>> Begin Text shown

Jennifer Appel, one of the two sailors rescued by a Navy ship after being stranded in the Pacific Ocean for almost five months, told ABC News via email that she and her fellow mariner didn't activate their emergency beacon because they weren't in "an immediate life-threatening scenario".Rico says the Coast Guard should bill these idiots for the cost of 'rescuing' them...
Appel, an experienced sailor, and Natasha “Tasha” Fuiava, a sailing novice, left Honolulu, Hawai'i on their sailboat on 3 May 2017 with their two dogs, Valentine and Zeus, bound for Tahiti, 2,600 miles away in the South Pacific. Less than a month into their voyage, during a spell of bad weather, Appel and Fuiava's sailboat's engine stopped running for good. Two months into their voyage, they began issuing daily distress radio calls.
They told Coast Guard officials that they never turned on the boat’s Emergency Position Indicating Radio Beacon (EPIRB) because they never felt "truly in distress," nor did they think the situation was "dire" enough to warrant it, a spokesperson for Coast Guard District 14 said.

>> End Text shown

The tasks:
**A.** In the text about the stranded sailors, where were Appel and Fuiava headed when they left Honolulu?
**B.** Please list every place name that appears in the text about the stranded sailors.
**C.** Summarize the text about the stranded sailors in two sentences.

>> Begin Recorded information

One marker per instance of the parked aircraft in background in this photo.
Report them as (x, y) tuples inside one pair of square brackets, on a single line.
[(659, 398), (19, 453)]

>> End Recorded information

Results for each task:
**A.** Tahiti, 2,600 miles away in the South Pacific.

**B.** Pacific Ocean, Honolulu, Hawai'i, Tahiti, South Pacific

**C.** Jennifer Appel and Natasha Fuiava left Honolulu for Tahiti on 3 May 2017 with their two dogs, lost their engine less than a month into the voyage, and were stranded in the Pacific for almost five months before a Navy ship rescued them. Although they began daily distress radio calls two months into the trip, they never activated their emergency beacon because they did not feel they were in an immediate life-threatening situation.